_Your instructions_.
Pick up the blog post about kite master Mikio Toki and his Edo kites after its last sentence and continue writing it.

_Text passage_.
Friday, September 17, 2010
Go Fly A Kite!
Meet kite master Mikio Toki-san. He came into our studio in traditional Japanese kiting gear. Ooh, I love his wooden clogs!
Kite Master Mikio Toki.
Mikio-san is a kite maker and carries on the tradition of Edo kite making. "Edo" is the old name for Tokyo, and these kites are rectangular in shape, made of bamboo and washi paper, and all hand-painted.
This gentleman - who learnt the art from his master Katsuhisa Ota from observation - creates about 300 to 400 kites a year. Each kite is handmade & painted from scratch. His drawings are inspired by ancient Japanese tales.
Edo kites inspired by ancient Japanese tales.
These kites can go up to 2- to 6-metres high in size, and require up to 20 people to fly. Some of Mikio-san's Edo kites will be taking the skies at the Kite Festival Singapore 2010, which happens this weekend at The Promontory @ Marina Bay, 4pm to 8pm.

_Raw data_.

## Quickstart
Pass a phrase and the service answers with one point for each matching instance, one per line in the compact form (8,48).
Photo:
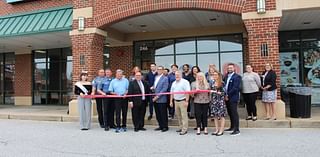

_Task result_.
Aside from making Edo kites, Mikio-san also makes origami kites! In fact, he has even written an instructional book on how to fold origami kites. Mind you, these origami kites can fly!
The origami kite book & origami kite Mikio-san made. It's supposed to fly!
Here is Mikio Toki demonstrating how an origami kite is folded. He will be conducting workshops for kids at the Kite Festival Singapore this weekend, so watch out for him. Apparently, it takes just 10 mins to make one!
While Mikio-san teaches kids to make simple kites in his workshops, he often plays the Japanese flute ~ Kabuki style. We could not pass up on the opportunity to have him play for us in The Living Room. Check it out!
And of course, we had to put his origami kite to the test.
Well, MediaCorp isn't exactly Marina Bay or the beach where there's a natural breeze. We're pretty wind-less. But Mikio-san was game, and so we headed down to the basement carpark with him and his kite.
The moment of truth...
Kite Festival Singapore 2010
18 - 19 Sep
4pm - 8pm
The Promontory @ Marina Bay
For more info, click here.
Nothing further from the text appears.